- **EXERCISE REQUIREMENTS**:
Arrange the data from the line containing "Find door hinge." through the line containing "left=362, top=434, right=461, bottom=532" as a two-column CSV with the headers "request" and "answer", one row per request holding its text and its answer. Put each value in a single quoted field, replacing line breaks with spaces.

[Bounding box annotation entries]
________________________

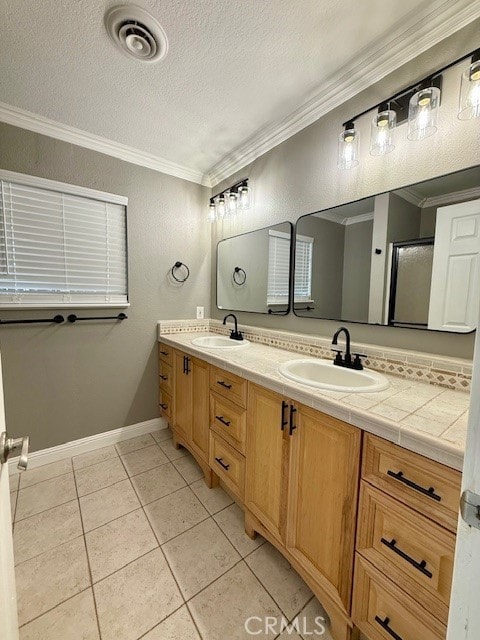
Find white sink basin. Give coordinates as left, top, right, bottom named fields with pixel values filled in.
left=192, top=336, right=250, bottom=349
left=278, top=359, right=389, bottom=393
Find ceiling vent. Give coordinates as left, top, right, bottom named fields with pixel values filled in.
left=105, top=4, right=168, bottom=62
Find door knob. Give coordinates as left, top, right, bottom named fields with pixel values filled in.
left=0, top=431, right=30, bottom=471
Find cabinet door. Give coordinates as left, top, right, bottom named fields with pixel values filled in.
left=187, top=358, right=209, bottom=462
left=173, top=350, right=193, bottom=442
left=245, top=384, right=289, bottom=540
left=287, top=405, right=361, bottom=609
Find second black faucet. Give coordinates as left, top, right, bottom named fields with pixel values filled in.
left=332, top=327, right=366, bottom=371
left=223, top=313, right=243, bottom=340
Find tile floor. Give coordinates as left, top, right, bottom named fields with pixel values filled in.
left=11, top=430, right=331, bottom=640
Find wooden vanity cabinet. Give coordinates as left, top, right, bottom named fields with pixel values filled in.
left=286, top=405, right=362, bottom=610
left=172, top=349, right=211, bottom=486
left=245, top=384, right=361, bottom=638
left=160, top=348, right=461, bottom=640
left=352, top=434, right=461, bottom=640
left=245, top=384, right=290, bottom=542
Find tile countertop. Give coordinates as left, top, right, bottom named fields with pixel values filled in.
left=159, top=332, right=470, bottom=471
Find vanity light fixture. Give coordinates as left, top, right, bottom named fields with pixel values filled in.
left=225, top=191, right=237, bottom=216
left=407, top=77, right=440, bottom=140
left=458, top=49, right=480, bottom=120
left=207, top=178, right=252, bottom=222
left=214, top=193, right=227, bottom=220
left=337, top=49, right=480, bottom=169
left=338, top=120, right=360, bottom=169
left=370, top=103, right=397, bottom=156
left=238, top=179, right=252, bottom=211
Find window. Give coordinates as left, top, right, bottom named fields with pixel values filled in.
left=0, top=171, right=128, bottom=308
left=295, top=235, right=313, bottom=302
left=267, top=230, right=313, bottom=305
left=267, top=229, right=291, bottom=305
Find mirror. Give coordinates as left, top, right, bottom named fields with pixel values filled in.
left=217, top=222, right=293, bottom=315
left=294, top=167, right=480, bottom=333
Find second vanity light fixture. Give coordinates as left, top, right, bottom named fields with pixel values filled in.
left=208, top=178, right=252, bottom=222
left=338, top=49, right=480, bottom=169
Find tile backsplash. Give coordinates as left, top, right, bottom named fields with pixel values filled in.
left=158, top=318, right=472, bottom=391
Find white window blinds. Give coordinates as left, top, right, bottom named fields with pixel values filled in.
left=0, top=172, right=128, bottom=308
left=267, top=230, right=290, bottom=305
left=295, top=236, right=313, bottom=302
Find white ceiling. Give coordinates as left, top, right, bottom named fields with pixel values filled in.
left=0, top=0, right=480, bottom=184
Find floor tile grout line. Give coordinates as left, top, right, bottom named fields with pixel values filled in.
left=136, top=602, right=192, bottom=640
left=18, top=585, right=93, bottom=629
left=71, top=444, right=120, bottom=471
left=92, top=538, right=160, bottom=587
left=185, top=602, right=208, bottom=640
left=245, top=556, right=311, bottom=620
left=15, top=498, right=78, bottom=524
left=114, top=452, right=193, bottom=633
left=18, top=469, right=73, bottom=493
left=15, top=528, right=84, bottom=569
left=72, top=458, right=102, bottom=640
left=113, top=433, right=158, bottom=456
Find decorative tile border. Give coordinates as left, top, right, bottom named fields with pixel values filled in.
left=158, top=318, right=472, bottom=391
left=157, top=318, right=210, bottom=337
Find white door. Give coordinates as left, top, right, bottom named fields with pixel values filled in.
left=0, top=350, right=18, bottom=640
left=447, top=322, right=480, bottom=640
left=428, top=200, right=480, bottom=333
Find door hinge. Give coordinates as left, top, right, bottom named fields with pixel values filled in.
left=460, top=491, right=480, bottom=529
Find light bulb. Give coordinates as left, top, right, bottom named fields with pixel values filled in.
left=215, top=193, right=226, bottom=220
left=207, top=200, right=217, bottom=222
left=337, top=122, right=360, bottom=169
left=458, top=51, right=480, bottom=120
left=407, top=83, right=440, bottom=140
left=237, top=184, right=251, bottom=211
left=225, top=191, right=237, bottom=216
left=370, top=104, right=397, bottom=156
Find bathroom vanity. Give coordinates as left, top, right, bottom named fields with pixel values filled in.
left=159, top=333, right=468, bottom=640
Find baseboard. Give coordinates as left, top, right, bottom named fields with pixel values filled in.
left=8, top=418, right=168, bottom=475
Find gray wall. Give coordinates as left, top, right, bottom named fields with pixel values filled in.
left=297, top=216, right=345, bottom=318
left=212, top=20, right=480, bottom=357
left=0, top=125, right=210, bottom=450
left=339, top=220, right=373, bottom=322
left=387, top=193, right=421, bottom=244
left=217, top=229, right=269, bottom=313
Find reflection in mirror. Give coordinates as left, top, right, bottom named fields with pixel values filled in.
left=294, top=167, right=480, bottom=333
left=217, top=222, right=293, bottom=315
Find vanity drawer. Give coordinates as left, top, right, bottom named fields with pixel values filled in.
left=352, top=554, right=447, bottom=640
left=158, top=360, right=173, bottom=395
left=159, top=388, right=173, bottom=420
left=158, top=342, right=173, bottom=365
left=210, top=367, right=247, bottom=407
left=210, top=431, right=245, bottom=502
left=357, top=481, right=455, bottom=624
left=210, top=393, right=247, bottom=454
left=362, top=434, right=461, bottom=532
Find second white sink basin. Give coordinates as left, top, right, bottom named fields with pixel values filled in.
left=192, top=336, right=250, bottom=349
left=278, top=359, right=389, bottom=393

________________________

- **THE ANSWER**:
request,answer
"Find door hinge. Give coordinates as left, top, right, bottom named fields with pixel values filled in.","left=460, top=491, right=480, bottom=529"
"Find light bulb. Give coordinates as left, top, right, bottom named fields with pixel values filled in.","left=215, top=193, right=226, bottom=220 left=207, top=200, right=217, bottom=222 left=337, top=122, right=360, bottom=169 left=458, top=51, right=480, bottom=120 left=407, top=83, right=440, bottom=140 left=237, top=184, right=251, bottom=211 left=225, top=191, right=237, bottom=216 left=370, top=104, right=397, bottom=156"
"Find bathroom vanity. Give coordinates as left, top, right, bottom named fields with pixel values filled in.","left=159, top=333, right=468, bottom=640"
"Find baseboard. Give coordinates as left, top, right, bottom named fields with pixel values filled in.","left=8, top=418, right=168, bottom=475"
"Find gray wall. Give coordinates as left, top, right, bottom named fields with pixel values filled in.","left=297, top=216, right=345, bottom=318 left=212, top=20, right=480, bottom=357 left=0, top=125, right=210, bottom=450 left=339, top=220, right=373, bottom=322 left=387, top=193, right=421, bottom=244 left=217, top=229, right=269, bottom=313"
"Find reflection in mirror. Give coordinates as left, top, right, bottom named fields with pixel values filled in.","left=294, top=167, right=480, bottom=333 left=217, top=222, right=293, bottom=315"
"Find vanity drawer. Give coordinates as left, top, right, bottom named fields with pixel values filled in.","left=352, top=554, right=447, bottom=640 left=158, top=360, right=173, bottom=395 left=159, top=388, right=173, bottom=420 left=158, top=342, right=173, bottom=365 left=210, top=367, right=247, bottom=407 left=210, top=431, right=245, bottom=502 left=357, top=481, right=455, bottom=624 left=210, top=393, right=247, bottom=454 left=362, top=434, right=461, bottom=532"